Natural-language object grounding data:
====================

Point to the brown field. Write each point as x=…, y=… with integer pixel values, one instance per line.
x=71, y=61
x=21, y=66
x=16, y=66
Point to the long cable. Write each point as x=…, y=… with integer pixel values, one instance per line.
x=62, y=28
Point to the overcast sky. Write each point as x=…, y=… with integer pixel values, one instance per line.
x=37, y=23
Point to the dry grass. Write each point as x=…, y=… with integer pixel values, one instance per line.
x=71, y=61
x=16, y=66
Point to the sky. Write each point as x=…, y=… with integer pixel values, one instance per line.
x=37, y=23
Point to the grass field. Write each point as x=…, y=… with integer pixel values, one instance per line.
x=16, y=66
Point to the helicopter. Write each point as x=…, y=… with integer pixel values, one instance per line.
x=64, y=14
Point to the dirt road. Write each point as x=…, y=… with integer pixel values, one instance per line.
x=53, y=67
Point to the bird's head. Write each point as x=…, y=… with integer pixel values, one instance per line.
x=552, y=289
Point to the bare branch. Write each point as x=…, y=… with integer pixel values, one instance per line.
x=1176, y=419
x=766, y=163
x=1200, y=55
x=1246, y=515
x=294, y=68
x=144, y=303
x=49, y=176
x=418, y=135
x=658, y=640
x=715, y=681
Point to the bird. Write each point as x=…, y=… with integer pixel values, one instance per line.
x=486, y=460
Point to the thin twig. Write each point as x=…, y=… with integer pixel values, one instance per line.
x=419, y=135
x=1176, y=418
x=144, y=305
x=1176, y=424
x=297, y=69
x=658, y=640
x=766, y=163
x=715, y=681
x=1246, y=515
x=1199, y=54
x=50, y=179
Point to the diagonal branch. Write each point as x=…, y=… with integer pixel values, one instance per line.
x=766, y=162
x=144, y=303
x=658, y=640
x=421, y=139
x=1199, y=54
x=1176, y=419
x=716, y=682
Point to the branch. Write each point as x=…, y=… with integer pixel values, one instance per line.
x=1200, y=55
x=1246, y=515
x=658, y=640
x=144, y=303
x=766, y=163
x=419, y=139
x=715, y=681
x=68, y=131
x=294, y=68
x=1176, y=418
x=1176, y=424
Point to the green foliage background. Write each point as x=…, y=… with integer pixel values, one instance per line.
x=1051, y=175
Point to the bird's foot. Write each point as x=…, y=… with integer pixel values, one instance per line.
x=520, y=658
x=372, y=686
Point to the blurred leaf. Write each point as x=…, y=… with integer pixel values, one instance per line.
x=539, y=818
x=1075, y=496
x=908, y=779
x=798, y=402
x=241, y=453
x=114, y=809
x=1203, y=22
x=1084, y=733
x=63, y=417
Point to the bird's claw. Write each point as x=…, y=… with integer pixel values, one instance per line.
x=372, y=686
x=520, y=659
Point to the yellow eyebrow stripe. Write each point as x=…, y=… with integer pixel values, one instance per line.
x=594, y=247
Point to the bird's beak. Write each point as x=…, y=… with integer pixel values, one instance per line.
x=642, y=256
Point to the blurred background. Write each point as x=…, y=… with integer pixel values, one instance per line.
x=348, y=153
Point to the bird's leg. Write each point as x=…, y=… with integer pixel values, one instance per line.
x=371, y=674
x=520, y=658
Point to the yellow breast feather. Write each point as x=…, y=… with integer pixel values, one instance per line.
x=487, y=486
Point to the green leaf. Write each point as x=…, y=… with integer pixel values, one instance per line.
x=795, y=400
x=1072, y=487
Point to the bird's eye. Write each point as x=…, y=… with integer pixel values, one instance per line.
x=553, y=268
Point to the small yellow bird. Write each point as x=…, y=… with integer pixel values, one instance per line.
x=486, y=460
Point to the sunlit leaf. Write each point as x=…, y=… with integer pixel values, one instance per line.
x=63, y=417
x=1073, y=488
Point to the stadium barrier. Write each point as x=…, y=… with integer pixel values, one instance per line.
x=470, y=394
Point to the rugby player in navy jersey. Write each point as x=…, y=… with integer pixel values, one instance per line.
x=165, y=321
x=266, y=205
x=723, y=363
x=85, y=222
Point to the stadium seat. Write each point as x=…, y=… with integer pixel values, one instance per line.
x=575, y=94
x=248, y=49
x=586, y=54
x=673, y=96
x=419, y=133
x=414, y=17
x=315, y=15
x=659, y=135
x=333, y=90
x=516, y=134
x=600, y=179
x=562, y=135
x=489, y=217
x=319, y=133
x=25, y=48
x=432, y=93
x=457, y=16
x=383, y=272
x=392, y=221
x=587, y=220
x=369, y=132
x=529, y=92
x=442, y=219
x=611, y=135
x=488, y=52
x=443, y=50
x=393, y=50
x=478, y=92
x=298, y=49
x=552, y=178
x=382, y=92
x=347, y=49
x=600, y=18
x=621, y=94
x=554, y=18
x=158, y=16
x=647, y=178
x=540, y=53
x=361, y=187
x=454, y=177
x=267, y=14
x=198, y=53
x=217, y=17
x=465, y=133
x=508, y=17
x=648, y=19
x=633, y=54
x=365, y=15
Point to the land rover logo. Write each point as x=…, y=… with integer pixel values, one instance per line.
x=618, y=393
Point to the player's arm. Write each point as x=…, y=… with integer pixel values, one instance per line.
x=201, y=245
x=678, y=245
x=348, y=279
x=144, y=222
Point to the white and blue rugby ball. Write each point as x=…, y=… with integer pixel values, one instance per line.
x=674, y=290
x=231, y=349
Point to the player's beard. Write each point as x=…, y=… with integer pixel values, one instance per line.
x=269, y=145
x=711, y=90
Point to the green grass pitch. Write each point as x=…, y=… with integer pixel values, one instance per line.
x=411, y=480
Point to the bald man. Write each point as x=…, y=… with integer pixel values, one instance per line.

====================

What is being asked: The answer must be every record above, repeated exactly as written.

Reply:
Point to the brown field. Write each point as x=…, y=… with integer pixel values, one instance per line.
x=71, y=61
x=21, y=66
x=16, y=66
Point to the long cable. Write each point as x=…, y=… with integer pixel values, one instance per line.
x=62, y=28
Point to the overcast sky. Write each point as x=…, y=… with integer pixel values, one instance per line.
x=37, y=23
Point to the dry grass. Write each point as x=…, y=… with integer pixel values, one instance per line.
x=71, y=61
x=16, y=66
Point to the sky. Write each point as x=…, y=… with integer pixel values, one instance per line.
x=37, y=23
Point to the grass field. Write each point as x=…, y=… with integer pixel values, one instance per line.
x=16, y=66
Point to the helicopter. Write each point as x=…, y=… with integer pixel values, one instance per line.
x=64, y=14
Point to the dirt road. Write each point as x=…, y=… with integer pixel values, one instance per line.
x=53, y=67
Point to the bird's head. Write each point as x=…, y=… with integer pixel values, one instance per line.
x=552, y=289
Point to the bare branch. Write each point as x=…, y=… with integer pixel values, one instance per line.
x=1176, y=419
x=766, y=163
x=1200, y=55
x=1246, y=515
x=294, y=68
x=144, y=303
x=49, y=176
x=418, y=135
x=658, y=640
x=715, y=681
Point to the bird. Write each point as x=…, y=… with integer pixel values, one instance per line.
x=486, y=460
Point to the thin twig. Write each point as x=…, y=… with integer pixel values, one instance per line.
x=419, y=135
x=1176, y=418
x=144, y=305
x=1176, y=424
x=297, y=69
x=658, y=640
x=766, y=163
x=715, y=681
x=1246, y=515
x=1199, y=54
x=50, y=179
Point to the diagonal branch. Write each point as x=…, y=… with integer pixel values, one instance per line.
x=766, y=162
x=144, y=303
x=658, y=640
x=421, y=139
x=1199, y=54
x=1176, y=419
x=716, y=682
Point to the branch. Write each point as x=…, y=… with integer pixel values, one instance per line.
x=1200, y=55
x=1246, y=515
x=658, y=640
x=144, y=303
x=766, y=163
x=419, y=139
x=715, y=681
x=68, y=131
x=294, y=68
x=1176, y=418
x=1176, y=424
Point to the green foliage background. Write each point as x=…, y=… with integer pixel values, one instance per line.
x=1051, y=175
Point to the bird's foot. Write each point as x=…, y=… with integer pixel values, one instance per line.
x=520, y=658
x=372, y=686
Point to the blurred leaf. Write each point as x=…, y=… with integer pixel values, one instance per line.
x=539, y=818
x=1075, y=496
x=908, y=779
x=798, y=402
x=241, y=453
x=114, y=809
x=1203, y=22
x=1084, y=733
x=63, y=417
Point to the bird's claw. Write each point as x=…, y=… with integer pixel values, one instance per line.
x=372, y=686
x=520, y=659
Point to the yellow eyebrow stripe. Write each point as x=…, y=… with integer pixel values, one instance per line.
x=594, y=247
Point to the bird's beak. Write each point as x=…, y=… with integer pixel values, one instance per line.
x=642, y=256
Point to the blurred background. Write each point as x=…, y=… with integer pixel values, one instance per line.
x=348, y=153
Point to the bird's leg. Write each point as x=…, y=… with integer pixel values, one instance per line.
x=371, y=674
x=520, y=658
Point to the yellow breast feather. Write each point as x=…, y=… with integer pixel values, one instance per line.
x=487, y=486
Point to the green leaf. Write each point as x=…, y=… with integer pixel values, one instance per line.
x=795, y=400
x=1072, y=487
Point to the bird's eye. Write each point as x=…, y=… with integer pixel values, one instance per line.
x=553, y=268
Point to the small yellow bird. Write each point as x=…, y=… with integer pixel values, one instance per line.
x=486, y=460
Point to the sunlit leaf. Write each point as x=…, y=… with integer pixel values, one instance per line.
x=63, y=417
x=1073, y=488
Point to the stadium barrier. Write each point as x=…, y=… with integer pixel values, one instance per line.
x=470, y=394
Point to the rugby player in navy jersey. Write each point as x=…, y=… with integer pixel values, one instance per line.
x=165, y=321
x=266, y=205
x=723, y=363
x=85, y=222
Point to the stadium seat. Write each point as x=…, y=… with integer pixel values, one instance per line.
x=575, y=94
x=248, y=49
x=586, y=54
x=673, y=96
x=419, y=133
x=414, y=17
x=315, y=15
x=659, y=135
x=333, y=90
x=516, y=134
x=600, y=179
x=562, y=135
x=489, y=217
x=319, y=133
x=25, y=48
x=432, y=93
x=457, y=16
x=383, y=272
x=392, y=221
x=587, y=220
x=369, y=132
x=529, y=92
x=442, y=219
x=611, y=135
x=488, y=52
x=443, y=50
x=393, y=50
x=478, y=92
x=298, y=49
x=552, y=178
x=382, y=92
x=347, y=49
x=600, y=18
x=621, y=94
x=554, y=18
x=158, y=16
x=647, y=178
x=540, y=53
x=361, y=187
x=454, y=177
x=267, y=14
x=198, y=53
x=217, y=17
x=465, y=133
x=508, y=17
x=648, y=19
x=633, y=54
x=365, y=15
Point to the land rover logo. Write each point as x=…, y=… with integer pixel values, one instance per line.
x=618, y=393
Point to the player's arm. Write each point as x=…, y=… with integer pixel values, one instance per line.
x=201, y=245
x=678, y=245
x=348, y=279
x=144, y=222
Point to the white and blue rugby ball. Write each point as x=…, y=… with integer pixel values, one instance per line.
x=674, y=290
x=231, y=349
Point to the player's beard. Write each point as x=…, y=… with integer pixel values, one instance per line.
x=269, y=145
x=711, y=90
Point to the green grass pitch. Write each point as x=…, y=… with integer pixel values, one instance per line.
x=411, y=480
Point to the bald man. Write each point as x=…, y=… with integer pixel values, one instance per line.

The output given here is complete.